[Text block]
────

Carnegie Hall of Moores Hill College, also known as Moores Hill High School, is a historic educational building located at Moores Hill, Indiana. It was built in 1907, and is a 2 1/2-story, "T"-plan, brick building with Collegiate Gothic and Jacobethan Revival style design elements. It sits on a raised limestone faced basement. The building consists of a central portion flanked by projecting wings bisected by a central bell tower with pyramidal roof. It features a steeply pitched gable roof, parapeted gables, terra cotta trim, and pointed arch openings. The building housed Moores Hill College until 1917, when it moved to Evansville to later become the University of Evansville. It was funded in part by Andrew Carnegie, who donated $18,750 to its construction. It later housed the local high school and elementary school until 1987.

The original college was named Moores Hill Male and Female Collegiate Institute when it was established in 1854, and was founded by the Methodist Church. The college's governing board entered enthusiastically upon construction of the original building known as Moore Hall (in the grassy lot to the north of the later site of Carnegie Hall), then ran short of funds as so many similar early endeavors did. At the same time the town's Masonic lodge, Allen Lodge No. 165 was just being established. Its members accepted an offer by the college trustees to provide quarters for any fraternal organization that would contribute to the building fund. The building was completed in part through the financial assistance of the Masons.

A room on the third floor was set aside for the Lodge's use. The Brethren met in their new hall for the first time in January 1856 and continuously thereafter for the next 59 years. The original Moore Hall was destroyed by fire in 1915. A Masonic historical marker was placed on the site in 1974.

Carnegie Hall was added to the National Register of Historic Places in 1994.

────

[Assigned task 1]
Transcribe the Carnegie Hall text word for word, everything from "A room on the" down to "Places in 1994.".
[Assigned task 2]
For each statement, say whether it agrees with the Carnegie Hall text: (a) Carnegie Hall was built in 1907. (b) Andrew Carnegie paid the entire cost of building Carnegie Hall. (c) The original Moore Hall burned down in 1974.
Draw on nothing but this text and bring in no outside knowledge.

[Given information]
────

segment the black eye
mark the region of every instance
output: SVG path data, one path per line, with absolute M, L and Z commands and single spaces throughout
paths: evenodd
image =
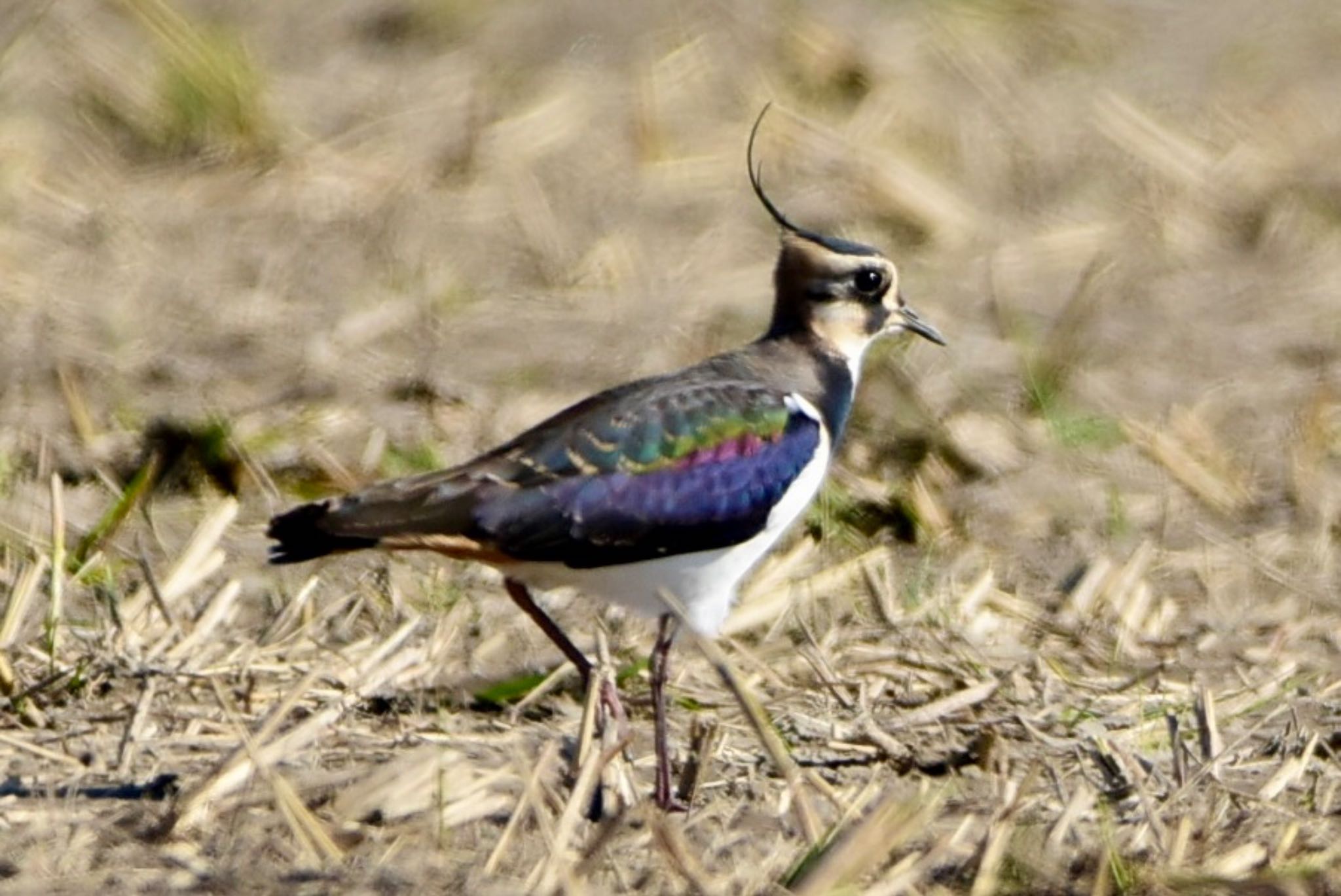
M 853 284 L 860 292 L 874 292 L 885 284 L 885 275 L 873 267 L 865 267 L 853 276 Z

────

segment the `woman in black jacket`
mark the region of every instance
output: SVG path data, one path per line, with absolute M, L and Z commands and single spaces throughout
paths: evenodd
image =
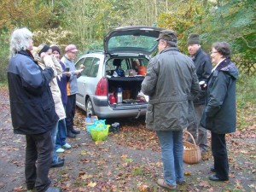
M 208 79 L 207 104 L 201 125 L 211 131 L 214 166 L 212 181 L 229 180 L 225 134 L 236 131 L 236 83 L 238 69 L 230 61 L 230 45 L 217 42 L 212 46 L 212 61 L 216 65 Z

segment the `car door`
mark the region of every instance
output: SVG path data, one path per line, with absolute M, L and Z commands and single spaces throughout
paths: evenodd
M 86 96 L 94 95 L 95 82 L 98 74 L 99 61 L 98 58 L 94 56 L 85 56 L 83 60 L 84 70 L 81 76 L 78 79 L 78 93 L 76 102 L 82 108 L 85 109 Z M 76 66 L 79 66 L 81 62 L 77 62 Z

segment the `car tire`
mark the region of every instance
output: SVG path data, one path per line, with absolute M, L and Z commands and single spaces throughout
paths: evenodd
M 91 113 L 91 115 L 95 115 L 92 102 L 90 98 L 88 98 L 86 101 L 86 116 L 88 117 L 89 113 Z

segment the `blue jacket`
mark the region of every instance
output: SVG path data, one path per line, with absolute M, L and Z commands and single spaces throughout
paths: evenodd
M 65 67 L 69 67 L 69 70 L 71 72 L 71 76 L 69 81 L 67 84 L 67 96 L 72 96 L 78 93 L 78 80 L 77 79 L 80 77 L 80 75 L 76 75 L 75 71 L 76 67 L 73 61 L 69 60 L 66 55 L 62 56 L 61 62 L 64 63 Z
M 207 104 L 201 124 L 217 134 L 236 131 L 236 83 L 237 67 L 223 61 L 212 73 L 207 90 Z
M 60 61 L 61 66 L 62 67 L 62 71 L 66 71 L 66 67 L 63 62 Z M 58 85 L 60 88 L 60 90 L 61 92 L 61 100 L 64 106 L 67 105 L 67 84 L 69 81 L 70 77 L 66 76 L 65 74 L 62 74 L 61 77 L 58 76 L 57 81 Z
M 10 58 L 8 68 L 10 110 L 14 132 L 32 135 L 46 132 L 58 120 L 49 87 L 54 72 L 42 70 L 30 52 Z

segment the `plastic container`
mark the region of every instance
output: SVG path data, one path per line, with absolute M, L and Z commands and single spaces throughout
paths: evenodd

────

[Answer 1]
A room on the third floor was set aside for the Lodge's use. The Brethren met in their new hall for the first time in January 1856 and continuously thereafter for the next 59 years. The original Moore Hall was destroyed by fire in 1915. A Masonic historical marker was placed on the site in 1974.

Carnegie Hall was added to the National Register of Historic Places in 1994.

[Answer 2]
(a) Yes: "It was built in 1907"
(b) No: "It was funded in part by Andrew Carnegie, who donated $18,750 to its construction."
(c) No: "The original Moore Hall was destroyed by fire in 1915."